> **Goals**:
[1] Reproduce, character for character, the polygon-labeling entries that follow the Kafka partitioning ticket below.
[2] Write the next part of the Kafka partitioning ticket below, starting after its final sentence.

═════ Selected passage

Page MenuHomePhabricator

Repartition [eqiad|codfw].cirrussearch.update_pipeline.update.v1 topics in kafka-main@[eqiad|codfw]
Closed, ResolvedPublic

Description

We are going to move away from the *.cirrussearch.update_pipeline.update.rc0 topics that were useful as part of the development of the Search Update Pipeline.
Both schemas, stream & topic names should refer to a stable version now that the pipeline is running in production for all the wikis.
For this we need the two new v1 topics in each kafka-main clusters to be properly partitioned:

  • eqiad.cirrussearch.update_pipeline.update.v1: 5 partitions
  • codfw.cirrussearch.update_pipeline.update.v1: 5 partitions

Open question: we ask for 5 partitions because this is what we had for the rc topics, it was certainly set like this to spread the size across all 5 kafka nodes but on the consumption part we found that it was not ideal to have 5 because it required a min of 5 consumers (flink parallelism of 5 which is way more than we actually need) to spread evenly the workload. We were wondering if it would not make sense to reconsider this number to avoid a prime and possibly use 6 (or more?) partitions to allow for more flexibility? Let's revisit this as part of another task to avoid confusions.

Numbers:

  • the volume is expected to be exactly the same as rc0 topics, the topic in the active DC is expected to be around 120Gb (incl. replication), receive between 250 & 500 events/sec in normal conditions but can see surge with 1k events/sec in case it's backfilling after an outage.
  • we won't duplicate the data between rc0 and v1 topics so no additional space will be required for the transition

AC:

  • Determine if 5 partitions is still what we want
    • yes we might want to keep 5 for now and reconsider this as a separate task
  • [eqiad|codfw].cirrussearch.update_pipeline.update.v1 topics are properly partitioned in kafka-main[eqiad|codfw]

Event Timeline

Restricted Application added a subscriber: Aklapper. · View Herald Transcript

Tagging serviceops for visibility and in case they have opinions on the partitioning scheme.

══════════
═════ Dataset entries

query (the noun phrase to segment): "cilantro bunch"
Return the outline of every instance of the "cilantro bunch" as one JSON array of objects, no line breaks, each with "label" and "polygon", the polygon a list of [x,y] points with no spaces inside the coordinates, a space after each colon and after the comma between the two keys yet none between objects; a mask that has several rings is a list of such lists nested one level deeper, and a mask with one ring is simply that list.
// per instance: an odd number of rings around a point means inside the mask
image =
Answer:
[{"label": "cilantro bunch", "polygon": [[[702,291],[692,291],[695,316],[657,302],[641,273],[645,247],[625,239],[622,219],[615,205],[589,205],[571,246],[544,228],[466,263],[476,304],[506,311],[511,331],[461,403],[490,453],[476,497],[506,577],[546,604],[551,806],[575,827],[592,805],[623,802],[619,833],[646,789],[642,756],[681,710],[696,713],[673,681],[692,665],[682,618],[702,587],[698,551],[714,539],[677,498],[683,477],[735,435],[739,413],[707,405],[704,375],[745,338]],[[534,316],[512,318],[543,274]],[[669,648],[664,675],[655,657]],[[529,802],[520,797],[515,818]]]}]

══════════

> **Set of answers**:
[1]
query (the noun phrase to segment): "cilantro bunch"
Return the outline of every instance of the "cilantro bunch" as one JSON array of objects, no line breaks, each with "label" and "polygon", the polygon a list of [x,y] points with no spaces inside the coordinates, a space after each colon and after the comma between the two keys yet none between objects; a mask that has several rings is a list of such lists nested one level deeper, and a mask with one ring is simply that list.
// per instance: an odd number of rings around a point means inside the mask
image =
Answer:
[{"label": "cilantro bunch", "polygon": [[[702,291],[692,291],[695,316],[657,302],[641,273],[645,247],[625,239],[622,219],[615,205],[589,205],[571,246],[544,228],[466,263],[476,304],[506,311],[511,331],[461,403],[490,453],[476,497],[506,577],[546,604],[551,806],[575,827],[592,805],[623,802],[619,833],[646,789],[642,756],[681,710],[696,713],[673,681],[692,665],[682,618],[702,587],[698,551],[714,539],[677,498],[683,477],[735,435],[739,413],[707,405],[704,375],[745,338]],[[534,316],[512,318],[543,274]],[[669,648],[664,675],[655,657]],[[529,802],[520,797],[515,818]]]}]

[2]
In the interest of time I'd suggest to keep 5 partitions for now

I can take care of this if ServiceOps agree with the partitioning (as this is kafka-main).

AIUI you will be moving events from rc0 to v1 topics, so there is no extra space used and there is no increase in messages (as the ones going to v1 will no longer go to rc0) right? If all that is true, I don't think we have anything to object.

AIUI you will be moving events from rc0 to v1 topics, so there is no extra space used and there is no increase in messages (as the ones going to v1 will no longer go to rc0) right? If all that is true, I don't think we have anything to object.

@JMeybohm thanks for taking a look! yes this is correct, we won't duplicate any data, the consumers might start consuming from both during the transition but the producers will only produce to one of them.

@JMeybohm would you be ok with me provisioning the topics?

@JMeybohm would you be ok with me provisioning the topics?

Sure, go ahead!

brouberol claimed this task.
brouberol@kafka-main1006:~$ kafka topics --topic eqiad.cirrussearch.update_pipeline.update.v1 --partitions 5 --alter
kafka-topics --zookeeper conf1007.eqiad.wmnet,conf1008.eqiad.wmnet,conf1009.eqiad.wmnet/kafka/main-eqiad --topic eqiad.cirrussearch.update_pipeline.update.v1 --partitions 5 --alter
WARNING: If partitions are increased for a topic that has a key, the partition logic or ordering of the messages will be affected
Adding partitions succeeded!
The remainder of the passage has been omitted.